··· MATERIAL FOR THIS TASK ···

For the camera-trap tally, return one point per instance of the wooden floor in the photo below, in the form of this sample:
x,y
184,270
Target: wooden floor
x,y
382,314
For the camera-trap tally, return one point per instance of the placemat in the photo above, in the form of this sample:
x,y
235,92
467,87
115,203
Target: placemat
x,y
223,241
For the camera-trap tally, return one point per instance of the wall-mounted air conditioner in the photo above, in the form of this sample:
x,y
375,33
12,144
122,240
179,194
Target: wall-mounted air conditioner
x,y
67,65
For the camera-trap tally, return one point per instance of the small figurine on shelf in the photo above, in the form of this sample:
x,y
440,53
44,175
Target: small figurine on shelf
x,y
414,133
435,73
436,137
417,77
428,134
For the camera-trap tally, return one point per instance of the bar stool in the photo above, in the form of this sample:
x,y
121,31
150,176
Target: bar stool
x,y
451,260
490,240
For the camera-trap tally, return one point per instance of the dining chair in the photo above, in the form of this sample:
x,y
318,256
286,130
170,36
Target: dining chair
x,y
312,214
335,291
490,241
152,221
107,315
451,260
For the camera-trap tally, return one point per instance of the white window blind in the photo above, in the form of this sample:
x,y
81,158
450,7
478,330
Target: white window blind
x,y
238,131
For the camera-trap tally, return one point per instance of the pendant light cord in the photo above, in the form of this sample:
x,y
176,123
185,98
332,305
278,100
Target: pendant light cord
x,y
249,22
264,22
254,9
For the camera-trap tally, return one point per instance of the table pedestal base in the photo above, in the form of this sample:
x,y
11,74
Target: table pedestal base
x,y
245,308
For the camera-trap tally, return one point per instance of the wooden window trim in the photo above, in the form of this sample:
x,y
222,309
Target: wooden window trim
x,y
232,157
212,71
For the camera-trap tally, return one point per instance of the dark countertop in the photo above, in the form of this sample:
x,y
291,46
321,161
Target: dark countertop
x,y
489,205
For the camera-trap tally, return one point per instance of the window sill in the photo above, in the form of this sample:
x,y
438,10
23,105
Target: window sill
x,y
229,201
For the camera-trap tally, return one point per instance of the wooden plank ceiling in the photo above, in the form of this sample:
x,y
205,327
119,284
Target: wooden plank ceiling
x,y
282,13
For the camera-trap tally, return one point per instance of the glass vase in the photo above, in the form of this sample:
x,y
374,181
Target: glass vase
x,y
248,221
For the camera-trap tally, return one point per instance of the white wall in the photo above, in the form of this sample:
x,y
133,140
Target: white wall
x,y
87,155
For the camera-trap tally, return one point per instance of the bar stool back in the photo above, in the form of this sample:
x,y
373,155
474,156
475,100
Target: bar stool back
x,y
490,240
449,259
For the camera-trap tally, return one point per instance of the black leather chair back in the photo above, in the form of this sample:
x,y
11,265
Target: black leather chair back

···

▶ **WHAT YOU HAVE TO DO**: Edit the records above by replacing each "camera-trap tally" with "room inventory", and leave every other character as it stands.

▶ **CORRECT RESULT**:
For the room inventory, return one point per instance of the wooden floor in the photo below, in the form of this sample:
x,y
184,270
Target: wooden floor
x,y
382,314
For the room inventory, return one point per instance of the placemat in the photo above, in the form of this sample:
x,y
235,92
467,87
115,203
Target: placemat
x,y
223,241
For the room inventory, return one point per instance of the wall-mounted air conditioner in the photo above, in the form of this sample:
x,y
375,33
12,144
122,240
179,194
Target: wall-mounted air conditioner
x,y
67,65
For the room inventory, return one point per instance of the small figurine on shelf in the photo above, in the form of this sample:
x,y
440,53
44,175
Target: small figurine on shelf
x,y
414,133
435,73
436,137
417,77
428,134
For the room inventory, return one point per instance of the bar stool in the photo above, in the form of this sample:
x,y
121,31
150,176
Target: bar stool
x,y
451,260
490,240
For the room inventory, return one point per instance of the dining chair in the photo above, in the form of this sample:
x,y
318,256
286,130
170,36
Target: dining chair
x,y
312,214
335,291
490,241
152,221
107,315
451,260
For the room inventory, return one point per instance of the white window blind in the photo above, in the form of this sample:
x,y
81,158
450,7
478,330
Target: white window blind
x,y
238,131
For the room inventory, return one point per instance of the pendant light cord in the photo above, in the form of this sample:
x,y
176,123
185,98
332,305
278,100
Target: pendant light cord
x,y
249,22
264,22
254,9
For the room inventory, return one point per instance of the table pedestal base in the photo above, in the form of this sample:
x,y
11,74
Target: table pedestal base
x,y
245,308
For the room inventory, return one point per instance of the wooden window trim in the photo above, in the form of this sample:
x,y
222,309
Target: wooden window trim
x,y
232,157
212,71
For the room inventory, return one point per instance of the dark countertop in the photo above, in the form of this sample:
x,y
291,46
321,161
Target: dark countertop
x,y
489,205
For the room inventory, return one point per instance of the window sill in the photo above, in the form of this sample:
x,y
438,10
23,105
Target: window sill
x,y
229,201
For the room inventory, return one point per instance of the wooden plank ceiling in the photo above, in the form of this sample:
x,y
205,327
119,284
Target: wooden plank ceiling
x,y
282,13
For the room inventory, return one point per instance of the glass vase in the photo above, in the form of this sample:
x,y
374,181
Target: glass vase
x,y
248,221
For the room inventory, return one point per instance of the white wall in the photo above, in the form of this sample:
x,y
133,140
Target: white wall
x,y
87,155
For the room inventory, return one point per instance of the bar stool back in the photo above, in the form of this sample:
x,y
373,155
474,156
475,100
Target: bar stool back
x,y
490,240
449,259
For the room inventory, return one point per instance of the black leather chair back in the photo above, in the form of this sample:
x,y
11,265
Target: black leather chair back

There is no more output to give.